> KUTIPAN:
Menjadi guru yang disukai bukan perkara mudah tapi juga tidak sulit,
saya pribadi pun masih dalam upaya untuk bisa disukai siswa. Namun tidak
ada yang tidak mungkin di dunia ini, dimana ada kemauan disitu ada
jalan. Berikut ini adalah caranya.
- Tidak terlalu banyak melaksanakan metode ceramah
- Memberikan contoh kepada siswa apa yang ia ingin siswa lakukan. Jika
anda sebagai guru berharap siswa anda hormat pada anda, silahkan
terlebih dahulu menjaga harga diri siswa anda di kelas.
- Jika marah atau kecewa pada siswa, berbicara lah pada mereka dan bukan berteriak.
- berbagi senyum tulus pada semua siswa. Siswa yang dicap sebagai anak
yang ‘bermasalah’ akan luntur dan akan menyukai anda jika anda berikan
senyum pada mereka.
- Memotivasi siswa dengan cara memotivasi dan bukan menyindir.
- Menggunakan humor pada tempat dan saat yang tepat.
- Mudah diajak berteman oleh siswa dan bukan menjadi teman siswa.
Mudah diajak berteman artinya anda pihak yang pasif dalam berkomunikasi
namun tetap dengan cara yang profesional. Berusaha menjadi teman siswa
hanya akan menyulitkan situasi anda dikemudian hari.

> ISI DATA:
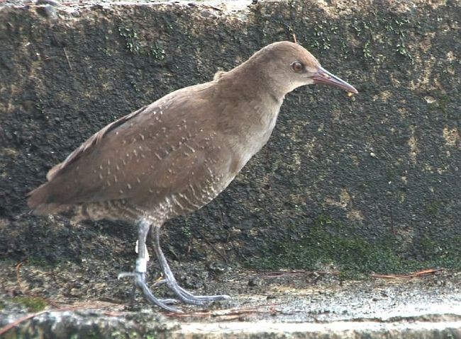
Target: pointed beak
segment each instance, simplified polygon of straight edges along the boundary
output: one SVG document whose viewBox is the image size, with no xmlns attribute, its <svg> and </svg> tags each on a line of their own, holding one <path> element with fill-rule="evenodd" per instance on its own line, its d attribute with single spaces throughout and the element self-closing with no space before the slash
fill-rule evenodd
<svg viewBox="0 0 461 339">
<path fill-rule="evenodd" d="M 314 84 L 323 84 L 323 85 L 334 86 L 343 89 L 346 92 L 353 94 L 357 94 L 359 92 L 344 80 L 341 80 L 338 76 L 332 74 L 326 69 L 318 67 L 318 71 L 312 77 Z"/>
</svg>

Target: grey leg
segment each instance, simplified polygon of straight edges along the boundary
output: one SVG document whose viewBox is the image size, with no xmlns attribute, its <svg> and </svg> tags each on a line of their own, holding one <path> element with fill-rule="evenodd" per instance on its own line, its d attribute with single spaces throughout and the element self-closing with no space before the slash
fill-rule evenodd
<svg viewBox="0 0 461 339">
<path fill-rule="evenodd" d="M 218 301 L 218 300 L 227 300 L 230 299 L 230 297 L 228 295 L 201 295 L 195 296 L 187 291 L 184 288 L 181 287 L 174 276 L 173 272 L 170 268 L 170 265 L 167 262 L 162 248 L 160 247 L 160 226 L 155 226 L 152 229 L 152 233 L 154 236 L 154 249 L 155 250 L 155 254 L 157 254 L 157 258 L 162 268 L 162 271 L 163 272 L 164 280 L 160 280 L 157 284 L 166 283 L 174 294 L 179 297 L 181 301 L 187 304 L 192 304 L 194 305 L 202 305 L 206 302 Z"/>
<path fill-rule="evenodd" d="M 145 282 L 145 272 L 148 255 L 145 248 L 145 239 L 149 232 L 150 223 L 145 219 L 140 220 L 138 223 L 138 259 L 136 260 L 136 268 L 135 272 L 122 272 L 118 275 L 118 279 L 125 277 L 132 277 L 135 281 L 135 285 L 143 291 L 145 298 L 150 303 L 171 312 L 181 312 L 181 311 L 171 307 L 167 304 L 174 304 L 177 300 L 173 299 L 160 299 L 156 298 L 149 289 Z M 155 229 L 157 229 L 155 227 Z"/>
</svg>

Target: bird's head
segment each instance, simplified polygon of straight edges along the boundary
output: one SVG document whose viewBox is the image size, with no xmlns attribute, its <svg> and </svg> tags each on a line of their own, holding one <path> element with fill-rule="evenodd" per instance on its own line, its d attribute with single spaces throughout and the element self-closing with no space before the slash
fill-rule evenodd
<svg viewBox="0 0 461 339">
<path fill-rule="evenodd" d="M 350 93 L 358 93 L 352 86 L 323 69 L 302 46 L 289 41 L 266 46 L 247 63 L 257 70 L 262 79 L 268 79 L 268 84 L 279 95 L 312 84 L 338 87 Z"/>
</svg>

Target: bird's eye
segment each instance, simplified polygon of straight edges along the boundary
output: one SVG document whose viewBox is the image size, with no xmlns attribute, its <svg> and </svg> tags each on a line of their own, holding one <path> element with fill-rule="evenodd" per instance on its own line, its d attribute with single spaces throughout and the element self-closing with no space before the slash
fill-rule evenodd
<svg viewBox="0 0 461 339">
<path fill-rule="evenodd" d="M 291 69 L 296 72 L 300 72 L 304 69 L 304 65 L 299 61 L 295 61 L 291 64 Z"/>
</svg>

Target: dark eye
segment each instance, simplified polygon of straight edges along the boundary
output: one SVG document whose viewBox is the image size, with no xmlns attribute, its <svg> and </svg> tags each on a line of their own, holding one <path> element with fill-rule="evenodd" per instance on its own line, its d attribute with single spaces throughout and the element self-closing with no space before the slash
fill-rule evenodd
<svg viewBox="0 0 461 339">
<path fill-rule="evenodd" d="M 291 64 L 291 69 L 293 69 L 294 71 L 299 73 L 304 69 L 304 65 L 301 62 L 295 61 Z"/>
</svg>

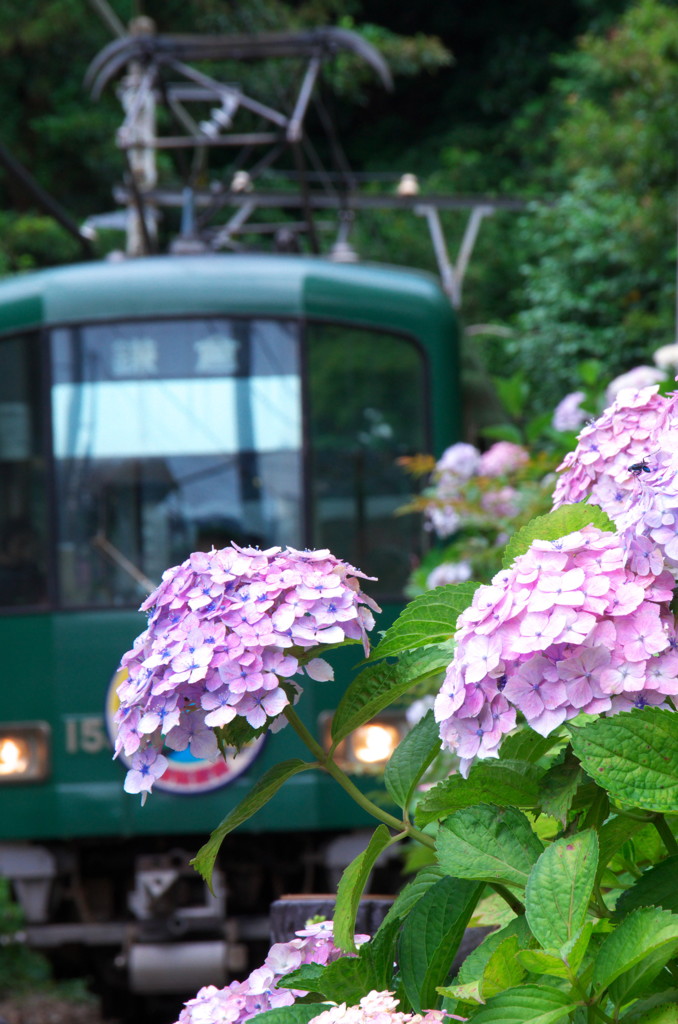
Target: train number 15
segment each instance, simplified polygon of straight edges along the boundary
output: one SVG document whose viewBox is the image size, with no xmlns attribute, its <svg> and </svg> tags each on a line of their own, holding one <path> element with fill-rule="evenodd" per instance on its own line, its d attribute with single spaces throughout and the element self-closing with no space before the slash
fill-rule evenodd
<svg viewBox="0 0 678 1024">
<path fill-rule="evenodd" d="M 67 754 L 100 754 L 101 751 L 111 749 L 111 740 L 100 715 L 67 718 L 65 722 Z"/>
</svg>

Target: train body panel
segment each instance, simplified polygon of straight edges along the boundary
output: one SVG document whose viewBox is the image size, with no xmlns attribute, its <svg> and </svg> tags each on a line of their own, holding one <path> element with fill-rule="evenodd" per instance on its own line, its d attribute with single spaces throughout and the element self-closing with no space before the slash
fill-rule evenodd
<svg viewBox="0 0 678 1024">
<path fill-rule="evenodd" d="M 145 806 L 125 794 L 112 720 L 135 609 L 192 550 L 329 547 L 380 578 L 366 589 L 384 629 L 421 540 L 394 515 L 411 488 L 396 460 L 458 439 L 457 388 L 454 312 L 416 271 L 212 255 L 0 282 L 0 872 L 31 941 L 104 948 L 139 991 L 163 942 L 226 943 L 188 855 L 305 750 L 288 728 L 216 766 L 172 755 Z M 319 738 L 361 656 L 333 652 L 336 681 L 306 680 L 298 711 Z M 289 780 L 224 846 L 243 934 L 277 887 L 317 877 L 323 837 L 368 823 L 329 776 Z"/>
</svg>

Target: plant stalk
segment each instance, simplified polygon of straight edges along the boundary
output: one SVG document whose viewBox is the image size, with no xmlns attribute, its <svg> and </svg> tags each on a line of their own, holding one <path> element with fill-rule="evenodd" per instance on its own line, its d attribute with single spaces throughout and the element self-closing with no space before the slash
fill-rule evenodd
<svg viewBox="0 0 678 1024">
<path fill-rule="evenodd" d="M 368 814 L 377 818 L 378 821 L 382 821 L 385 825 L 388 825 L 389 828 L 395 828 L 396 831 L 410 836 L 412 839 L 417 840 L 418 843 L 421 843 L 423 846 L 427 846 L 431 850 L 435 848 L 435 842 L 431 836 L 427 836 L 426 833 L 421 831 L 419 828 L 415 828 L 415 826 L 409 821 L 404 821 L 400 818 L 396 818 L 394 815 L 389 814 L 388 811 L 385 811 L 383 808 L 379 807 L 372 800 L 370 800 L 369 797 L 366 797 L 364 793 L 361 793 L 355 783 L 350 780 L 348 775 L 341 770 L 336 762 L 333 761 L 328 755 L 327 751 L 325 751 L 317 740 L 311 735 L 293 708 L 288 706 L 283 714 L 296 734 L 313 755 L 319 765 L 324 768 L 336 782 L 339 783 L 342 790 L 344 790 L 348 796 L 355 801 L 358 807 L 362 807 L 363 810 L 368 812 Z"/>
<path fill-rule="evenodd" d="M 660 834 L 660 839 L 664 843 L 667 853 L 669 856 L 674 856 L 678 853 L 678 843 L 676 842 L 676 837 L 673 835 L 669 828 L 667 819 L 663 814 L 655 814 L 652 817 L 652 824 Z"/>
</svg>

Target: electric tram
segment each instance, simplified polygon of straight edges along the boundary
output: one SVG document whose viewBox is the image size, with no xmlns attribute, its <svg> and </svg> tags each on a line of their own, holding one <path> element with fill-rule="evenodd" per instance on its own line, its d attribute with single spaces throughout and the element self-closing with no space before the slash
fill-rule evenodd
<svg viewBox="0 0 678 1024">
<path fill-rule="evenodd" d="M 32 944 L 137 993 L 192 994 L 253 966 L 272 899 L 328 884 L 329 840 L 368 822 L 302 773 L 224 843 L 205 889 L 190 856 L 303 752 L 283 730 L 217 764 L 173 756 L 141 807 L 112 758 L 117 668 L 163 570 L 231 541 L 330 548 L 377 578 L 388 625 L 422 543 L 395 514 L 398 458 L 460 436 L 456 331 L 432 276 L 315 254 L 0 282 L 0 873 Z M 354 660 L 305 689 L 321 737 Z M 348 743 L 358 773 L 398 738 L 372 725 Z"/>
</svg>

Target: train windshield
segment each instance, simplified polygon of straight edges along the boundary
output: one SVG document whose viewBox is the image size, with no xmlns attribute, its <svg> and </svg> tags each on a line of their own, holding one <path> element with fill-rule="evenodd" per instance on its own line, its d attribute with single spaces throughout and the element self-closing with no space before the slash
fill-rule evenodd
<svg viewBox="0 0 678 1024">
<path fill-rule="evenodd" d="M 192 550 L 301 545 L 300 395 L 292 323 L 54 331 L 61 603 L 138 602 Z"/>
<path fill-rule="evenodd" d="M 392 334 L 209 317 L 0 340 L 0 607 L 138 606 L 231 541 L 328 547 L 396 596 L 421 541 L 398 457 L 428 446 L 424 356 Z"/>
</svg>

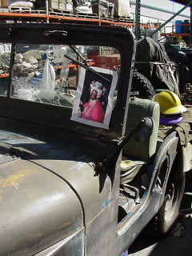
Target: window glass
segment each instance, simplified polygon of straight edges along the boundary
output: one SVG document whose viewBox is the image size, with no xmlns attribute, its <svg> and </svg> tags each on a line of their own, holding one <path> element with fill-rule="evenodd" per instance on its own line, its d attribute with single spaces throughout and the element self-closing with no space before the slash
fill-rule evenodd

> KETENTUAN TUGAS:
#1 Tulis ulang paragraf dalam kutipan yang diawali "Menjadi guru yang disukai" secara lebih ringkas, tanpa menghilangkan fakta pokoknya.
#2 Rangkum kutipan tentang cara menjadi guru yang disukai siswa dalam dua kalimat.
Gunakan kutipan saja sebagai sumber, bukan catatan atau pengetahuan lain.

> JAWABAN BERURUTAN:
#1 Menjadi guru yang disukai tidak mudah, tetapi juga tidak sulit, dan penulis sendiri masih berusaha agar disukai siswa. Tidak ada yang mustahil karena di mana ada kemauan, di situ ada jalan, dan caranya dipaparkan sesudahnya.

#2 Menjadi guru yang disukai siswa tidak mudah tetapi juga tidak sulit, dan ada cara untuk mencapainya. Caranya antara lain tidak terlalu banyak berceramah, memberi contoh perilaku yang diharapkan dari siswa, berbicara dan bukan berteriak saat marah, tersenyum tulus kepada semua siswa, memotivasi tanpa menyindir, memakai humor pada saat yang tepat, serta mudah diajak berteman tanpa menjadi teman siswa.